(WHAT YOU HAVE TO DO) Starting at the first line of the entries, extract each line up to and including the one that contains "box: [98, 228, 297, 260]", but leave out the pictures.

(RECORDS FOR THIS EXERCISE)
○ ○ ○ ○ ○
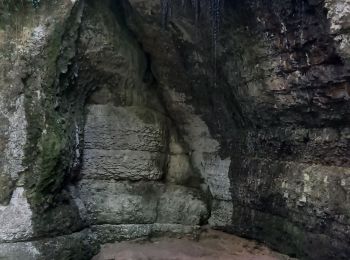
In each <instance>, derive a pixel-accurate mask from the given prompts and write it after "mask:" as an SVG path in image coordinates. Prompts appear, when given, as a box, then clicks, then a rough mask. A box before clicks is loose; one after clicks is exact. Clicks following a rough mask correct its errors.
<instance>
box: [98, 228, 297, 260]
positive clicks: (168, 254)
mask: <svg viewBox="0 0 350 260" xmlns="http://www.w3.org/2000/svg"><path fill="white" fill-rule="evenodd" d="M287 259H292V258H290V257H288V256H285V255H282V254H279V253H277V252H274V251H272V250H270V249H269V248H267V247H265V246H262V245H259V244H257V243H256V242H254V241H250V240H246V239H243V238H239V237H237V236H233V235H229V234H225V233H223V232H219V231H213V230H210V231H207V232H203V233H202V235H201V236H200V239H199V240H198V241H194V240H190V239H186V238H182V239H176V238H157V239H152V240H151V241H129V242H120V243H114V244H106V245H104V246H102V248H101V251H100V253H99V254H98V255H97V256H95V257H94V258H93V260H287Z"/></svg>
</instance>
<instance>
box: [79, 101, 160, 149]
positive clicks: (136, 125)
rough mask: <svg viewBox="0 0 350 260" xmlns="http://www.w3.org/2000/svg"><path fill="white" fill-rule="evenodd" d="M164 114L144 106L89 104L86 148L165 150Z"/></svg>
mask: <svg viewBox="0 0 350 260" xmlns="http://www.w3.org/2000/svg"><path fill="white" fill-rule="evenodd" d="M165 144H166V125H165V117H164V116H163V115H162V114H160V113H158V112H156V111H154V110H151V109H148V108H145V107H115V106H113V105H90V106H89V107H88V113H87V118H86V125H85V149H106V150H109V149H114V150H137V151H150V152H160V151H163V152H164V151H165Z"/></svg>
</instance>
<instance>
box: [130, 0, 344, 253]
mask: <svg viewBox="0 0 350 260" xmlns="http://www.w3.org/2000/svg"><path fill="white" fill-rule="evenodd" d="M129 2H130V5H131V7H129V8H130V10H129V13H130V15H129V16H128V24H129V27H130V28H131V30H132V31H133V32H134V33H135V35H136V36H137V37H138V39H139V41H140V42H141V43H142V46H143V48H144V49H145V50H146V51H147V52H148V53H149V54H150V56H151V59H152V62H153V68H152V69H153V72H154V75H155V77H157V80H158V82H159V84H160V85H161V88H162V93H163V99H164V100H165V104H166V107H167V110H168V111H170V113H171V114H172V115H173V119H174V121H175V122H176V124H177V125H179V126H181V127H179V129H180V133H181V135H182V136H183V137H184V140H185V141H186V143H187V145H188V147H189V148H190V150H191V162H192V164H193V166H194V167H195V169H196V170H197V171H198V172H200V175H201V176H202V177H203V178H204V179H205V186H206V188H207V189H209V190H210V193H211V195H212V205H211V209H212V212H211V218H210V220H209V223H210V224H211V225H213V226H216V227H218V228H222V229H225V230H227V231H230V232H234V233H236V234H240V235H244V236H248V237H252V238H256V239H259V240H261V241H264V242H266V243H268V244H269V245H271V246H273V247H274V248H278V249H279V250H281V251H283V252H287V253H289V254H291V255H295V256H298V257H306V258H312V259H342V258H343V259H346V258H349V255H350V252H349V250H348V248H349V242H350V241H349V239H348V238H349V233H348V232H349V231H348V227H349V224H350V222H349V211H348V210H346V208H347V207H348V206H347V205H348V202H349V190H348V189H347V188H346V186H347V184H346V183H347V179H348V169H349V151H350V149H349V139H348V137H349V135H348V132H349V129H348V125H349V91H348V85H349V80H348V79H349V63H348V60H349V53H348V52H349V50H350V48H349V46H348V38H349V33H348V32H349V30H348V27H349V19H348V18H349V17H348V16H349V15H348V13H349V2H348V1H346V0H345V1H343V0H339V1H338V0H335V1H327V0H326V1H290V0H285V1H282V2H281V1H268V2H266V1H260V0H252V1H250V0H247V1H229V3H228V1H226V2H225V12H224V13H223V14H222V15H223V22H222V25H221V27H220V28H221V32H220V34H219V35H220V37H219V41H218V44H217V46H216V50H217V53H216V57H215V58H214V57H212V56H211V57H208V55H206V54H207V53H212V46H213V45H212V42H211V41H210V40H207V41H205V40H203V39H210V34H211V32H210V26H208V21H207V20H206V19H203V20H201V21H200V22H199V24H198V23H197V24H198V25H197V26H198V27H199V29H196V28H195V27H194V26H193V23H194V22H193V19H194V18H193V17H191V15H190V12H189V13H187V12H186V10H185V11H183V10H182V11H181V10H178V9H177V10H175V11H173V13H174V15H173V17H172V18H170V20H171V21H170V22H169V23H168V25H167V30H163V31H161V29H160V22H159V19H158V17H159V16H161V14H160V13H159V12H158V11H157V10H159V4H158V1H136V0H135V1H133V0H130V1H129ZM209 22H210V21H209ZM198 31H199V33H198ZM198 34H199V36H198ZM205 36H206V37H207V38H205ZM196 37H197V38H196ZM202 37H204V38H202ZM164 64H167V66H164ZM174 68H175V69H174ZM213 82H215V83H213ZM198 116H199V117H198ZM228 183H230V184H228ZM204 189H205V187H204ZM335 197H336V198H337V199H336V200H337V202H335V201H334V199H333V198H335ZM297 241H300V242H297ZM320 248H322V250H320Z"/></svg>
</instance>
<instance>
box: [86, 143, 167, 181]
mask: <svg viewBox="0 0 350 260" xmlns="http://www.w3.org/2000/svg"><path fill="white" fill-rule="evenodd" d="M164 157H165V156H164V155H163V154H162V153H157V152H148V151H134V150H97V149H87V150H85V153H84V159H83V168H82V175H83V176H84V178H91V179H105V180H108V179H109V180H113V179H114V180H125V179H127V180H142V179H144V180H158V179H161V178H162V175H163V169H162V168H163V164H164V159H165V158H164Z"/></svg>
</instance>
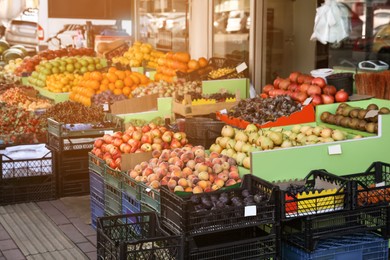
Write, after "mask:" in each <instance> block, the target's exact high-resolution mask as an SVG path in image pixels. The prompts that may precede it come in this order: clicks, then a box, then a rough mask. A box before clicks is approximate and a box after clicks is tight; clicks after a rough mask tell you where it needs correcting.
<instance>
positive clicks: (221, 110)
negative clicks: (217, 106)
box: [219, 108, 227, 114]
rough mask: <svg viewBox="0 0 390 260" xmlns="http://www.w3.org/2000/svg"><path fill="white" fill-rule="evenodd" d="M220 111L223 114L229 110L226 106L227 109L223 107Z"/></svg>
mask: <svg viewBox="0 0 390 260" xmlns="http://www.w3.org/2000/svg"><path fill="white" fill-rule="evenodd" d="M219 113H221V114H227V110H226V108H225V109H222V110H220V111H219Z"/></svg>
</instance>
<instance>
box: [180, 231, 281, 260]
mask: <svg viewBox="0 0 390 260" xmlns="http://www.w3.org/2000/svg"><path fill="white" fill-rule="evenodd" d="M272 230H274V229H272ZM277 239H278V238H277V236H276V234H275V233H274V232H271V233H267V232H265V231H264V230H262V229H261V228H259V227H249V228H243V229H239V230H230V231H225V232H219V233H213V234H207V235H201V236H196V237H192V238H190V239H189V241H188V242H187V253H186V258H185V259H191V260H197V259H199V260H200V259H210V260H211V259H213V260H230V259H237V260H238V259H242V260H244V259H245V260H246V259H277V256H278V255H279V253H278V249H277V245H278V243H279V241H277Z"/></svg>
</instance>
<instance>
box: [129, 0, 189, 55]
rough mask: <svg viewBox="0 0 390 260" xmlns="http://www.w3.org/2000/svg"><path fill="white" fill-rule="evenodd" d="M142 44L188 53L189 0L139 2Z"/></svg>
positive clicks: (137, 5)
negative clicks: (186, 52) (149, 43)
mask: <svg viewBox="0 0 390 260" xmlns="http://www.w3.org/2000/svg"><path fill="white" fill-rule="evenodd" d="M137 1H138V2H137V7H138V10H139V11H138V13H139V16H138V17H139V23H138V24H139V32H138V33H139V35H138V38H139V39H140V41H142V42H147V43H150V44H152V46H153V47H155V48H157V49H159V50H162V51H175V52H177V51H188V0H137Z"/></svg>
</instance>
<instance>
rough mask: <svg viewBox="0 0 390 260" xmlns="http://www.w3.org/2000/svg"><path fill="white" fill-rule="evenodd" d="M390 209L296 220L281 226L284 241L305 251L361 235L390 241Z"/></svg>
mask: <svg viewBox="0 0 390 260" xmlns="http://www.w3.org/2000/svg"><path fill="white" fill-rule="evenodd" d="M389 214H390V207H389V206H378V207H369V208H361V209H355V210H347V211H338V212H334V213H328V214H322V215H317V216H308V217H304V218H297V219H294V220H291V221H286V222H283V223H282V239H285V240H287V241H289V242H290V243H291V244H293V245H294V246H296V247H299V248H301V249H303V250H306V251H313V250H316V249H317V248H318V246H317V245H318V243H319V241H320V240H321V239H327V238H330V237H334V236H341V235H347V234H354V233H358V232H376V233H378V234H380V235H382V236H383V237H384V238H388V237H389V227H390V220H389Z"/></svg>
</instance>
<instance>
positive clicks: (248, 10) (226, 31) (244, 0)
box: [213, 0, 251, 62]
mask: <svg viewBox="0 0 390 260" xmlns="http://www.w3.org/2000/svg"><path fill="white" fill-rule="evenodd" d="M249 5H250V0H214V19H213V56H214V57H225V58H232V59H237V60H243V61H246V62H248V60H249V29H250V25H251V18H250V11H249V10H250V8H249Z"/></svg>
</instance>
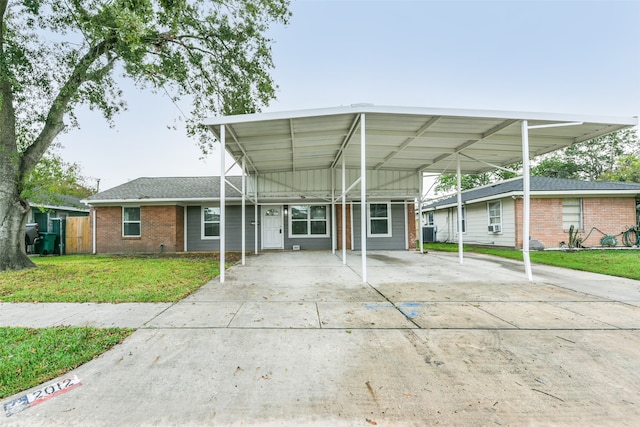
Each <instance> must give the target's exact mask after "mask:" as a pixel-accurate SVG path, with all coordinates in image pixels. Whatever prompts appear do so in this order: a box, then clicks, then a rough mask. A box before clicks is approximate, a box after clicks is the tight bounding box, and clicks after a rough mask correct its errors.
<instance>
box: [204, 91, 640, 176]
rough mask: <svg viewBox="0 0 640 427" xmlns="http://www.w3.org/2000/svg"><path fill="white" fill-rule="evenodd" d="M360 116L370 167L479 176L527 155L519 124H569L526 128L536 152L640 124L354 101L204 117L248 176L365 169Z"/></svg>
mask: <svg viewBox="0 0 640 427" xmlns="http://www.w3.org/2000/svg"><path fill="white" fill-rule="evenodd" d="M361 114H365V115H366V129H365V131H366V132H365V136H366V144H367V150H366V153H367V169H369V170H398V171H415V172H421V171H422V172H434V173H444V172H448V173H451V172H455V170H456V162H455V159H456V155H455V154H457V153H461V154H462V156H460V168H461V172H462V173H479V172H483V171H486V170H490V169H493V168H494V165H495V166H506V165H509V164H512V163H515V162H518V161H521V160H522V136H521V123H522V121H523V120H527V121H528V125H529V126H531V127H536V126H540V125H556V124H568V123H571V124H573V125H571V126H560V127H542V128H532V129H530V130H529V149H530V153H531V157H533V156H536V155H540V154H545V153H549V152H552V151H555V150H558V149H560V148H563V147H566V146H569V145H571V144H575V143H578V142H582V141H586V140H589V139H592V138H595V137H598V136H602V135H606V134H608V133H611V132H615V131H617V130H620V129H624V128H628V127H631V126H635V125H637V124H638V118H637V117H623V118H620V117H594V116H581V115H567V114H548V113H526V112H509V111H483V110H457V109H435V108H414V107H384V106H373V105H361V104H358V105H353V106H350V107H337V108H325V109H315V110H299V111H288V112H278V113H259V114H245V115H237V116H225V117H213V118H209V119H205V121H204V124H205V125H206V126H208V127H209V129H210V130H211V131H212V132H213V134H214V135H215V137H216V138H217V139H218V140H219V138H220V128H221V126H222V125H225V127H226V144H225V145H226V149H227V151H228V152H229V153H230V154H231V155H232V157H233V158H234V159H236V160H240V159H241V158H242V157H243V156H245V155H246V159H247V168H248V172H249V173H267V172H290V171H302V170H314V169H329V168H332V167H337V168H339V167H340V166H341V162H342V156H343V155H344V156H345V160H346V166H347V168H359V167H360V123H359V118H360V115H361Z"/></svg>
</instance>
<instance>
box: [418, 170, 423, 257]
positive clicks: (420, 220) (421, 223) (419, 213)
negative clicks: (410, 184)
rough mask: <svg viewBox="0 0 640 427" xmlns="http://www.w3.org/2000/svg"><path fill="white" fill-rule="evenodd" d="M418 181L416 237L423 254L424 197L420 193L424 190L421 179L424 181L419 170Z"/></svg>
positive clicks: (421, 192) (422, 180) (421, 172)
mask: <svg viewBox="0 0 640 427" xmlns="http://www.w3.org/2000/svg"><path fill="white" fill-rule="evenodd" d="M419 176H420V181H419V182H418V188H419V189H420V194H419V195H418V233H419V237H418V239H419V240H418V241H419V242H420V253H421V254H423V253H424V242H423V236H422V197H424V196H423V195H422V193H423V192H424V188H422V186H423V185H424V184H423V181H424V174H423V173H422V172H420V175H419Z"/></svg>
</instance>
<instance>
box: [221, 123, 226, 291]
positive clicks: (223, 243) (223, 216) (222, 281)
mask: <svg viewBox="0 0 640 427" xmlns="http://www.w3.org/2000/svg"><path fill="white" fill-rule="evenodd" d="M224 153H225V126H224V125H222V126H220V283H224V270H225V236H224V231H225V228H226V218H225V209H224V208H225V203H226V195H225V188H226V182H225V181H226V177H225V169H226V168H225V164H224Z"/></svg>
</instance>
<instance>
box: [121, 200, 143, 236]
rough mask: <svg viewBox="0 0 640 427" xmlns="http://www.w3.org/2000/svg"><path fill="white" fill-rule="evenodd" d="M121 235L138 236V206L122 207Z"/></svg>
mask: <svg viewBox="0 0 640 427" xmlns="http://www.w3.org/2000/svg"><path fill="white" fill-rule="evenodd" d="M122 236H123V237H140V208H139V207H137V208H125V207H123V208H122Z"/></svg>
○ ○ ○ ○ ○
(TASK ANSWER)
In each <instance>, derive a pixel-accurate mask from the given prompts and write it after "mask:" as an SVG path in image coordinates. Prompts appear, when given, as a box, then clicks, then a rough mask. A box before clicks is loose; one after clicks is exact. Clicks following a rough mask correct its errors.
<instance>
box: [98, 228, 297, 260]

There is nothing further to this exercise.